(Items listed in a dataset)
*** Begin section ***

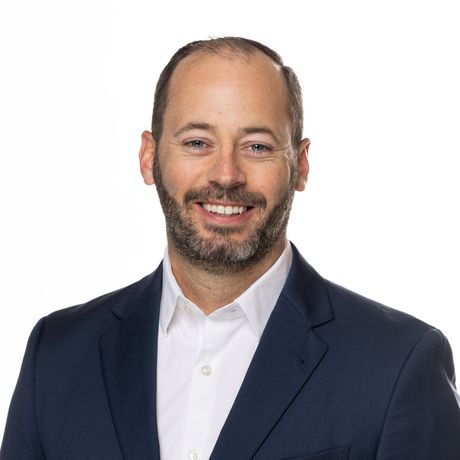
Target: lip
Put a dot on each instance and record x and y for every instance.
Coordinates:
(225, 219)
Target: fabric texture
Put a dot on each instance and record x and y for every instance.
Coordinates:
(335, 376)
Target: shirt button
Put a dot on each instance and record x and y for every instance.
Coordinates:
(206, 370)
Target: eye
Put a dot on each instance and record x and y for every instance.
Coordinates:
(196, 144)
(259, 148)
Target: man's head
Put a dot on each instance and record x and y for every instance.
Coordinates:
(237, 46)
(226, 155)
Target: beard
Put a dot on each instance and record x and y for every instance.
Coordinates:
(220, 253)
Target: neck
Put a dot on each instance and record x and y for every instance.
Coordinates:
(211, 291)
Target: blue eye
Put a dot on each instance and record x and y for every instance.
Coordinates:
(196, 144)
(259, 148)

*** End section ***
*** Begin section ***

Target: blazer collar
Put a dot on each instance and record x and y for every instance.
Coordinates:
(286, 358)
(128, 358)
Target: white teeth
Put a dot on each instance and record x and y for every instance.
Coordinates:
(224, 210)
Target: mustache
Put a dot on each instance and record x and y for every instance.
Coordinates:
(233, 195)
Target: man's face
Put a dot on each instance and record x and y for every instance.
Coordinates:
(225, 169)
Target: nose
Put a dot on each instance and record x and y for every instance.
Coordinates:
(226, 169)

*** End section ***

*Task instructions*: Exact duplication is required for the lines above, from the line that contains "Target: lip" to the line that contains "Target: neck", inclusive; omit all others.

*Response to this exercise*:
Target: lip
Put a dot on each instance and record x and y for every instance.
Coordinates:
(225, 219)
Target: fabric texture
Put a dot on each instance and record x and y for every instance.
Coordinates:
(335, 376)
Target: shirt button
Put a dot on each instance and record x and y for every instance.
Coordinates:
(206, 370)
Target: eye
Put a dot on each instance and record x and y for every instance.
Coordinates:
(196, 144)
(259, 148)
Target: man's head
Put a dot on each instance and record x and y for every instance.
Coordinates:
(237, 46)
(226, 155)
Target: beard
Put a dot on each instance and record x and y for every instance.
Coordinates:
(220, 253)
Target: neck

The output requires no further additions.